__Source passage__:
Bleary-Eyed DVD Review

user submitted picturePlease forgive us for today’s late start. We stayed up waaay too late last night torturing ouselves with the film version of Exodus, based on Leon Uris’ classic novel about the birth of modern Israel. We figured this story, fraught with romance, intrigue and Jewish history, would translate into a hugely entertaining evening in front of the tube, but alas, the three hour-plus epic was so g.d. boring we fell asleep three times. Our sofa partner kept moaning “Let my people go, already!”
Let’s examine how a movie starring a young, handsome Paul Newman as freedom fighter Ari Ben Canaan, set in the Old City with breathtaking views, could have more of a narcotic effect than a vat of Oxycontin: Eva St. Marie, as the strong-willed shixsa nurse Kitty Fremont, comes across onscreen as more of a skeletal June Cleaver with the sexual chemistry of a napkin. Tough ghetto survivor Dov Landau is played by Sal Mineo, best known for his homoerotic tragic hero, Plato, opposite James Dean in Rebel Without A Cause, but he just seems like he should be singing show tunes rather than carrying a machine gun. Even Newman’s performance seems wooden. The fact that the scriptwriters only glanced upon the most exciting moments in the book, like the suspenseful chapter where the United Nations votes on Israel, and completely deleted the scene where Kitty performs surgery without anesthesia on Ari, only confirms one of our holiest personal truths: The book is ALWAYS better than the movie.
So we’re sticking to literature this New Year. On our nightstand now: Jewish author Marge Piercy‘s latest novel, The Third Child. God willing, Hollywood will never get its hands on it.

__What to work on__: Copy the DVD review of Exodus above word for word, from its title to its final sentence, keeping every spelling and punctuation mark unchanged.

(Data records)

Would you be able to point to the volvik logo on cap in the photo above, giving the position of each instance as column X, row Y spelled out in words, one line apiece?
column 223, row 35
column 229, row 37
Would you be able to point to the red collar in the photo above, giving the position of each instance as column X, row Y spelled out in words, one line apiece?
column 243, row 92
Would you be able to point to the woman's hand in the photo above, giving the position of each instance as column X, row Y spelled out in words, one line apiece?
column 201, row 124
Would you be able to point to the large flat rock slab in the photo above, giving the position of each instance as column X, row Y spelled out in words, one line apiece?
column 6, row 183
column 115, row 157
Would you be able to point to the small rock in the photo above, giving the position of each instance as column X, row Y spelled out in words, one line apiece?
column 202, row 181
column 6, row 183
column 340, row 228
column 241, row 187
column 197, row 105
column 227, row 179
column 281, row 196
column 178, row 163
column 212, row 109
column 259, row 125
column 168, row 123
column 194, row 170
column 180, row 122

__Solution below__:
Bleary-Eyed DVD Review

user submitted picturePlease forgive us for today’s late start. We stayed up waaay too late last night torturing ouselves with the film version of Exodus, based on Leon Uris’ classic novel about the birth of modern Israel. We figured this story, fraught with romance, intrigue and Jewish history, would translate into a hugely entertaining evening in front of the tube, but alas, the three hour-plus epic was so g.d. boring we fell asleep three times. Our sofa partner kept moaning “Let my people go, already!”
Let’s examine how a movie starring a young, handsome Paul Newman as freedom fighter Ari Ben Canaan, set in the Old City with breathtaking views, could have more of a narcotic effect than a vat of Oxycontin: Eva St. Marie, as the strong-willed shixsa nurse Kitty Fremont, comes across onscreen as more of a skeletal June Cleaver with the sexual chemistry of a napkin. Tough ghetto survivor Dov Landau is played by Sal Mineo, best known for his homoerotic tragic hero, Plato, opposite James Dean in Rebel Without A Cause, but he just seems like he should be singing show tunes rather than carrying a machine gun. Even Newman’s performance seems wooden. The fact that the scriptwriters only glanced upon the most exciting moments in the book, like the suspenseful chapter where the United Nations votes on Israel, and completely deleted the scene where Kitty performs surgery without anesthesia on Ari, only confirms one of our holiest personal truths: The book is ALWAYS better than the movie.
So we’re sticking to literature this New Year. On our nightstand now: Jewish author Marge Piercy‘s latest novel, The Third Child. God willing, Hollywood will never get its hands on it.